→ Document excerpt:
----
Finally, also for those who are interested in cyclical theories of history, no discussion of cyclical history would be complete without discussing Emmanuel Wallerstein's work in World System Theory, (see
http://en.wikipedia.org/wiki/Immanuel_Wallerstein). Personally, I think World System Theory (agree with it or disagree with it;;like it or hate it) is something every history or political science or international relations major or grad student needs to study and be cognizant of, if only to rebut it. There is a list of Wallerstien's works at the Wikileaks site and those works are highly respected in the field and available at most if not all university libraries.
Wallerstein ties major world wars in the world system (he does not believe that there was any one world system prior to the 16th Century, but if so, his rules may work in smaller regional subsystems like Europe and East Asia earlier) and are tied to 50-100 year Kondriatev Cycles of technological advancement and obselescence. Wallerstein's cycles tend to last anywhere from 70-100 years while Strauss & Howe's cycles are ideally 88 years. Well worth reading--and it will take a LOT of reading. World Systems theory has actually become a subdiscipline in historiography complete with it's own journal and discussion groups at history conferences. So far, it is not large enough to organize it's own learned society and hold it's own conference.
My personal theory is that history contains both cyclical and progressive elements and that most progressive elements are technological--thus the Kondriatev Cycle. I think it is possible to progress and at least for historical moments, to attempt to create a social trance that holds back or reverses progress---until reality becomes intrusive enough that the social trance is broken. Sometimes the intrusion of reality can result in major wars.
----
→ Questions to answer:
1 > List the academic fields whose majors or graduate students, according to the post on cyclical theories of history, need to study World System Theory.
2 > Write out the passage of the post on cyclical theories of history from "My personal theory" to "in major wars.".
3 > Continue the post on cyclical theories of history from its final sentence.
----
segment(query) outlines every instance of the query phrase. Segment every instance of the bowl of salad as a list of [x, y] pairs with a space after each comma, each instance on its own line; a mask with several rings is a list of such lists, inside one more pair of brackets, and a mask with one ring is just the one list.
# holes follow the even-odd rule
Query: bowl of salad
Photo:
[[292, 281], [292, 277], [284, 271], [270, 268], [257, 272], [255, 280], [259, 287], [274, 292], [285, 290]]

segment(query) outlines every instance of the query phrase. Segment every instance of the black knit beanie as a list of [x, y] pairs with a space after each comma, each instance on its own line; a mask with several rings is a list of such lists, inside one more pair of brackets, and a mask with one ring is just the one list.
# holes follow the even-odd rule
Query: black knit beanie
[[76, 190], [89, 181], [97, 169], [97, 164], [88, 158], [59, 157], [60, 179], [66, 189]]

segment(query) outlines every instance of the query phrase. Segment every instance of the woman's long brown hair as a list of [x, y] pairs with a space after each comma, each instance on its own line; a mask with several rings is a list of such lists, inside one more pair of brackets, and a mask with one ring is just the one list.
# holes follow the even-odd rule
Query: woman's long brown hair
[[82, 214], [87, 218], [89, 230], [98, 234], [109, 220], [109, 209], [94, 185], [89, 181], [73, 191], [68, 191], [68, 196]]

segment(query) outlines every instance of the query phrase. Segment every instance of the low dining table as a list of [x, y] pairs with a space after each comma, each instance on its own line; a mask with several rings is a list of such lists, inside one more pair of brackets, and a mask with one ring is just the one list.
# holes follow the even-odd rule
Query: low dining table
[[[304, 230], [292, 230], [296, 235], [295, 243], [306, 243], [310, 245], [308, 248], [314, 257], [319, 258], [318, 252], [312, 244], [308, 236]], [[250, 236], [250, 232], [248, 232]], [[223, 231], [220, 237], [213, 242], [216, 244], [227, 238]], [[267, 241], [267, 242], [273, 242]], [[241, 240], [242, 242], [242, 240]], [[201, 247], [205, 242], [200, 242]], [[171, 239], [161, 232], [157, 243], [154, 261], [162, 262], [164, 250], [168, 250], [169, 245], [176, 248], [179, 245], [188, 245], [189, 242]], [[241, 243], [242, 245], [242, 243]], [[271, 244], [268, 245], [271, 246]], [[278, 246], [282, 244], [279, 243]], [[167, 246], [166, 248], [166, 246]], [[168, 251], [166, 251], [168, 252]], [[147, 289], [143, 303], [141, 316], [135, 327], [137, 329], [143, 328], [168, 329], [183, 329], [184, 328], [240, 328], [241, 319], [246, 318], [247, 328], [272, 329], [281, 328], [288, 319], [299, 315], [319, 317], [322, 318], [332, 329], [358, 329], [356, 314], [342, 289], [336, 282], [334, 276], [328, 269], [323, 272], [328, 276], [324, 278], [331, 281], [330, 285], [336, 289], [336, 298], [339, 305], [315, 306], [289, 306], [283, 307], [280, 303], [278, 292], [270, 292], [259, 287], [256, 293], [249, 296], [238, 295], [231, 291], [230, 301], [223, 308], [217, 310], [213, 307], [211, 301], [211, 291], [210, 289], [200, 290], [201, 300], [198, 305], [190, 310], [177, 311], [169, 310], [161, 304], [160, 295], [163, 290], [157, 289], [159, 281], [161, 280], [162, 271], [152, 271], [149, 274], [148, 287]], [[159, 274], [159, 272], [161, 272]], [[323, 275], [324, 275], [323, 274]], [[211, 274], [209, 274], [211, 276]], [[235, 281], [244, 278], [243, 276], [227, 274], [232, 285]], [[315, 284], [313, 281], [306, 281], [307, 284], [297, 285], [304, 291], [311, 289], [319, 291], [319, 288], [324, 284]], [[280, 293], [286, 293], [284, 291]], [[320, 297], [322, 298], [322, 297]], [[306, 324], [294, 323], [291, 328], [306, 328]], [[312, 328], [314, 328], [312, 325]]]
----
→ Response list:
1 > History, political science, and international relations.

2 >
My personal theory is that history contains both cyclical and progressive elements and that most progressive elements are technological--thus the Kondriatev Cycle. I think it is possible to progress and at least for historical moments, to attempt to create a social trance that holds back or reverses progress---until reality becomes intrusive enough that the social trance is broken. Sometimes the intrusion of reality can result in major wars.

3 >
What I am hoping for the future is that we avoid the creation of any one global system, at least long enough for humanity to profitably expand into the rest of the Solar System. Despite what environmentalists say, steady, sustainable, no-growth social systems are to be avoided as much as possible and may only make grudging sense in space habitats that must function as small ecologies amongst other space habitats doing the same thing. Because steady-state systems are both stagnant and inevitably become not only inequiitable but attempt to create social systems and trances that justify human inequality. China as the Middle Kingdom or Japan under seclusion are arch examples of this. Better a system that reamains loose and imperfect enough long enough that people who are so motivated can get off the Earth and possibly even expand Polynesian stye from Kuiper Belt object to Oort Cloud object and out of the solar system if they are so dissident that they are more comfortable being by themselves.